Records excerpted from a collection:
----
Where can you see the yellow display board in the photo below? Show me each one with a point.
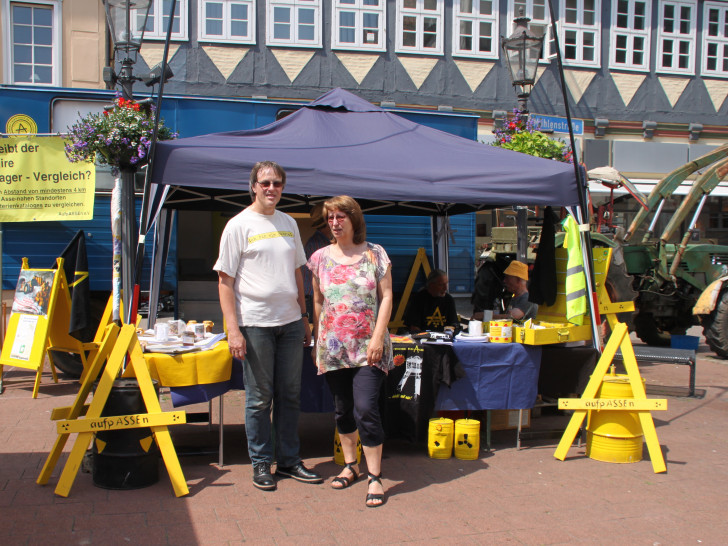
(420, 261)
(41, 309)
(85, 420)
(39, 183)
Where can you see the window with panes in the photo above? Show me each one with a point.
(676, 36)
(580, 32)
(475, 28)
(715, 39)
(295, 23)
(359, 24)
(33, 43)
(419, 26)
(230, 21)
(158, 20)
(630, 35)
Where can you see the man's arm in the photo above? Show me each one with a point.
(451, 314)
(302, 305)
(226, 291)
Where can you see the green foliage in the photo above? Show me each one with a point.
(520, 135)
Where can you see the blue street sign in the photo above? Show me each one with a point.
(557, 124)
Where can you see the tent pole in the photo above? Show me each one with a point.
(144, 223)
(583, 217)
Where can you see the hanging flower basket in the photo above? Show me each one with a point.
(120, 137)
(522, 136)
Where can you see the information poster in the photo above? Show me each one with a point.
(24, 336)
(33, 292)
(37, 182)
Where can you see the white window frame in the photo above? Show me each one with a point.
(549, 47)
(359, 9)
(581, 29)
(676, 37)
(57, 41)
(294, 6)
(420, 13)
(475, 18)
(159, 29)
(630, 34)
(226, 36)
(721, 40)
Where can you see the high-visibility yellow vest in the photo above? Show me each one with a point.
(575, 277)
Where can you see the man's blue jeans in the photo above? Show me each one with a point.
(272, 375)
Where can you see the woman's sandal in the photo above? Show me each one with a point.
(375, 496)
(343, 480)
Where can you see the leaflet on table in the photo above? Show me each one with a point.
(173, 345)
(209, 343)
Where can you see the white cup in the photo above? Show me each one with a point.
(161, 331)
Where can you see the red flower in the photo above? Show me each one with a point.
(340, 274)
(351, 326)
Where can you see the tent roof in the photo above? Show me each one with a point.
(342, 144)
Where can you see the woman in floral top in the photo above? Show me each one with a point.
(352, 284)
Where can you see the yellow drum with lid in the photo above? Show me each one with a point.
(467, 439)
(501, 331)
(440, 438)
(614, 436)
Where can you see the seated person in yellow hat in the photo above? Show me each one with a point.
(432, 308)
(515, 280)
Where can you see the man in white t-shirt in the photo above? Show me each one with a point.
(261, 296)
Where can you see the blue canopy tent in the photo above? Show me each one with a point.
(342, 144)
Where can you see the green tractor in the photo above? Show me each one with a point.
(669, 279)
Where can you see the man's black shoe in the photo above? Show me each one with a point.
(300, 473)
(262, 478)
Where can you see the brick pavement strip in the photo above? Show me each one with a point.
(505, 497)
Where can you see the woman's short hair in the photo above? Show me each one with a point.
(351, 208)
(265, 165)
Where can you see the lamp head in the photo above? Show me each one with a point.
(127, 20)
(522, 51)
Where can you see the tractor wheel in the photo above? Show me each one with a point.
(69, 363)
(647, 331)
(715, 326)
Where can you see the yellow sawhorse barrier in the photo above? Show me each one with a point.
(116, 344)
(639, 404)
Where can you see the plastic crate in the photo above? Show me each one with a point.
(684, 342)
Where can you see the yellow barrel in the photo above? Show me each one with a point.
(439, 438)
(339, 453)
(467, 439)
(614, 436)
(501, 331)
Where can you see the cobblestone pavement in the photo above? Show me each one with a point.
(506, 496)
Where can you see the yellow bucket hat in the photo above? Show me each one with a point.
(517, 269)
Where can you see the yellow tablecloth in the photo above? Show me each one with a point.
(188, 369)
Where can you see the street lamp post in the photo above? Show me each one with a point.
(121, 16)
(522, 51)
(124, 17)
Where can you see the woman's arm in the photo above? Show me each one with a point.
(384, 292)
(318, 302)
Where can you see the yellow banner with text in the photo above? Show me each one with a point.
(37, 182)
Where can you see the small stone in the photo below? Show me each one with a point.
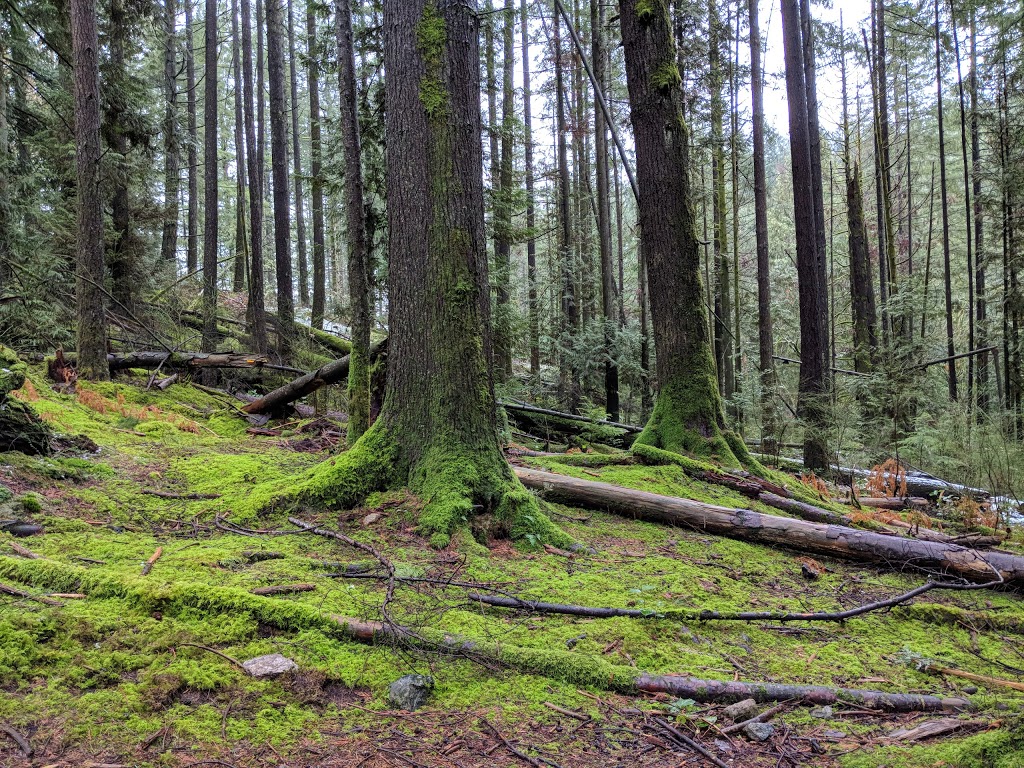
(411, 692)
(741, 711)
(268, 666)
(759, 731)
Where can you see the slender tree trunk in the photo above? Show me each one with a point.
(358, 257)
(91, 305)
(279, 159)
(192, 258)
(315, 169)
(945, 210)
(210, 179)
(766, 341)
(604, 214)
(241, 239)
(687, 415)
(169, 237)
(503, 201)
(255, 173)
(813, 325)
(300, 216)
(534, 310)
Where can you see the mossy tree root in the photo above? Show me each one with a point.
(458, 484)
(558, 665)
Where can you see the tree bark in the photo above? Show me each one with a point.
(358, 253)
(687, 416)
(279, 161)
(90, 314)
(801, 536)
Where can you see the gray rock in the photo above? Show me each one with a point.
(741, 711)
(411, 692)
(759, 731)
(268, 666)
----
* [Exercise prompt] Reply with an exact copy of the lines running from the one containing "Where can you see the mossy" through the end of the entries above, both ends included.

* [Answer section]
Where can you see the mossy tree root in the photo above? Show me each one with a point.
(458, 484)
(558, 665)
Where can you see the tree bark in the photo above? Show me each one with a point.
(358, 253)
(687, 416)
(279, 161)
(90, 314)
(801, 536)
Where can you see the gray rock in the photo above? Show me each one with a point.
(741, 711)
(411, 692)
(759, 731)
(268, 666)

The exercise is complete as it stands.